__Texte retenu__
::::
Lesetipp

Fin du régime et sauvetage de la ville de Vichy

von Daniel Brühlmeier | Mars 2021
Walter Stucki est l’une des gloires de la diplomatie suisse. Il fut un proche et un critique de Pétain, comme le rappellent ses mémoires sur la fin de Vichy de nouveau publiées. La lecture est très utile malgré plusieurs publications déjà consacrées au travail du diplomate.

Les Éditions La Baconnière reproduisent leur traduction française du livre de Walter Stucki « Von Pétain zur vierten Republik: Vichy 1944 » de 1947 (même année pour l’original allemand chez Lang à Berne). Cette nouvelle édition est encadrée d’un avant-propos de l’actuelle secrétaire d’État Livia Leu, lointaine successeur de Stucki comme représentante de la Suisse en France, et de son homologue français en Suisse, l’ambassadeur Frédéric Journès.
::::
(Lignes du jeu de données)
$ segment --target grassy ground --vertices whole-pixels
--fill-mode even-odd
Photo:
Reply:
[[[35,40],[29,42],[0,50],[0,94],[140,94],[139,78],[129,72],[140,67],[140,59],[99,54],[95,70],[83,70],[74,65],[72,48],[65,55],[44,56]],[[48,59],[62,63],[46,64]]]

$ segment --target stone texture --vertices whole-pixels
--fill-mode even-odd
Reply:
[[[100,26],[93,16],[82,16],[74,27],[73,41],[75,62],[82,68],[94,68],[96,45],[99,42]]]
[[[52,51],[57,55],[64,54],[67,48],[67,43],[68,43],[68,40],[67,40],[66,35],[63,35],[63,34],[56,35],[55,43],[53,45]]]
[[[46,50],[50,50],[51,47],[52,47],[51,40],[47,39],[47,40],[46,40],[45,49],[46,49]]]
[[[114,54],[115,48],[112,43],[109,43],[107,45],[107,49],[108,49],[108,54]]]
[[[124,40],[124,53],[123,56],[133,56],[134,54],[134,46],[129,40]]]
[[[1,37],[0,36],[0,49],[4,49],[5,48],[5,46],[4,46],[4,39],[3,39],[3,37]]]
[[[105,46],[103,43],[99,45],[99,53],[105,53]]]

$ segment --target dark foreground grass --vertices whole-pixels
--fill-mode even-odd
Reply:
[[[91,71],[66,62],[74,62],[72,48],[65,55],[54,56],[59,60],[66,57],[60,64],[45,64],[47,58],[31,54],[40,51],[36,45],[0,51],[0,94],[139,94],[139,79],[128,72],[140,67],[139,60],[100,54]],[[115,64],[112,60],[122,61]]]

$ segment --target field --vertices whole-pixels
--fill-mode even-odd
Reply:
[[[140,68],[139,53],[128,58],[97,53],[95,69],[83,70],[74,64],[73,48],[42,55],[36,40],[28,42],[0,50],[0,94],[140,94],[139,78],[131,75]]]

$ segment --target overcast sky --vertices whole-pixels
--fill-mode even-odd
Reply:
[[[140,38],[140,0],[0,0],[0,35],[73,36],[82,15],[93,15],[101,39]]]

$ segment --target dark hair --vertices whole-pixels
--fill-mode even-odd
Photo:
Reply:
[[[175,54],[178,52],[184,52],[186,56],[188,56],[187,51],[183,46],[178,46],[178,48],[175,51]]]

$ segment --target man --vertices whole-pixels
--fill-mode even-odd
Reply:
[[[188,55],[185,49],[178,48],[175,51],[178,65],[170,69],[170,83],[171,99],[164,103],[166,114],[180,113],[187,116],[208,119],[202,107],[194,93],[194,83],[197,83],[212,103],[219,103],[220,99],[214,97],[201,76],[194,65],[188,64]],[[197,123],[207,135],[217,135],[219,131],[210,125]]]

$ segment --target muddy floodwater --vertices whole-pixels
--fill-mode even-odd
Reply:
::::
__Tâche donnée__
Reproduisez le passage du texte retenu qui débute aux mots « Fin du régime » et s’arrête après « l’ambassadeur Frédéric Journès. », en y renommant « secrétaire d’État » en « diplomate ». Les items fournis ne jouent aucun rôle ici.

__Réponse attendue__
Fin du régime et sauvetage de la ville de Vichy

von Daniel Brühlmeier | Mars 2021
Walter Stucki est l’une des gloires de la diplomatie suisse. Il fut un proche et un critique de Pétain, comme le rappellent ses mémoires sur la fin de Vichy de nouveau publiées. La lecture est très utile malgré plusieurs publications déjà consacrées au travail du diplomate.

Les Éditions La Baconnière reproduisent leur traduction française du livre de Walter Stucki « Von Pétain zur vierten Republik: Vichy 1944 » de 1947 (même année pour l’original allemand chez Lang à Berne). Cette nouvelle édition est encadrée d’un avant-propos de l’actuelle diplomate Livia Leu, lointaine successeur de Stucki comme représentante de la Suisse en France, et de son homologue français en Suisse, l’ambassadeur Frédéric Journès.